> [WHAT YOU SHOULD DO]:
The entries below are to be given back exactly, with images excluded.

> [EXERCISE INPUTS]:
◇ ◇ ◇ ◇ ◇ ◇ ◇
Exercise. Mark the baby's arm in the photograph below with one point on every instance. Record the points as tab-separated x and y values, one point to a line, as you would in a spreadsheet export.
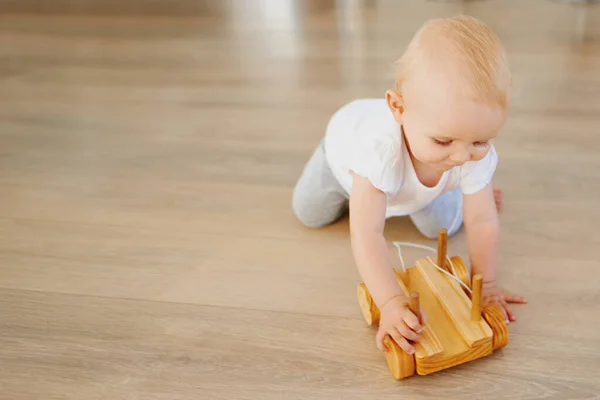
482	228
367	220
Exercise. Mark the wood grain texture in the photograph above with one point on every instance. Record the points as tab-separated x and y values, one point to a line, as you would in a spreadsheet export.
148	151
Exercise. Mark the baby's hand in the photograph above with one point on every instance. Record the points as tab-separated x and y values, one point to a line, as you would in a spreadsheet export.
400	323
493	294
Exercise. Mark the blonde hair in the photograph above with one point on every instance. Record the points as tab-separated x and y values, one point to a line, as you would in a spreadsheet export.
485	74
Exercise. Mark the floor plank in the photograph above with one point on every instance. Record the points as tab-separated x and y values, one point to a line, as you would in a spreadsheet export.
148	153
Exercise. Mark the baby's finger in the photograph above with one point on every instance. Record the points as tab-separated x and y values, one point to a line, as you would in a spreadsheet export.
515	299
402	342
407	332
413	322
379	340
511	317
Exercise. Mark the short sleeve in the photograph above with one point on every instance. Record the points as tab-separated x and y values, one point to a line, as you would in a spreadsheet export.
476	175
379	160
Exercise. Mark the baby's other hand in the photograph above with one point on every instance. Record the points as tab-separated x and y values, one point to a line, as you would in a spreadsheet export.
493	294
400	323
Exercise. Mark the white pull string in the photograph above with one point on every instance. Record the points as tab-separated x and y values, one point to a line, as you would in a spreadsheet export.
◇ ◇ ◇ ◇ ◇ ◇ ◇
> [RESPONSE TO THE TASK]:
Exercise. Mark the baby's arm in the photograph below with one point on every instance. Record the points as tab-separated x and y values, one point to a line, as you would in a spreadsheet export.
482	228
367	220
Exercise. Mark the wood grain texture in the photograph above with one point on every instance. Record the points as tab-separated x and y values, one point to a line, as you would in a spreadsheet export.
148	151
Exercise. Mark the baby's hand in the photograph above with one point on every instance. Record the points as tab-separated x and y values, one point to a line, as you would in a spreadsheet export.
400	323
493	294
Exercise. Mark the blonde hair in the photograph above with one point on every instance. Record the points as tab-separated x and y values, one point to a line, as you would in a spreadsheet export.
485	74
Exercise. Mark the floor plank in the photograph above with one point on every instance. Record the points as tab-separated x and y values, one point to a line, as you would in a spreadsheet export.
148	153
Exercise. Mark the baby's finger in the photograph above with one point on every instance. Record the points as tab-separated x and y values, one point to a line, as you would in a spreadsheet export.
515	299
402	342
407	332
413	322
379	340
511	317
Exercise. Mark the short sleeve in the photograph above with one point on every instance. Record the points as tab-separated x and y values, one point to a line, as you would in a spreadsheet export.
476	175
379	160
Exercise. Mark the baby's other hand in the photograph above with one point on every instance. Record the points as tab-separated x and y values, one point to a line, as you would in a spreadsheet export.
493	294
400	323
Exercise. Mark the white pull string in the photograph above with one point on every instance. Record the points as tab-separated x and y values, one point to a line, as you would in a spreadsheet export.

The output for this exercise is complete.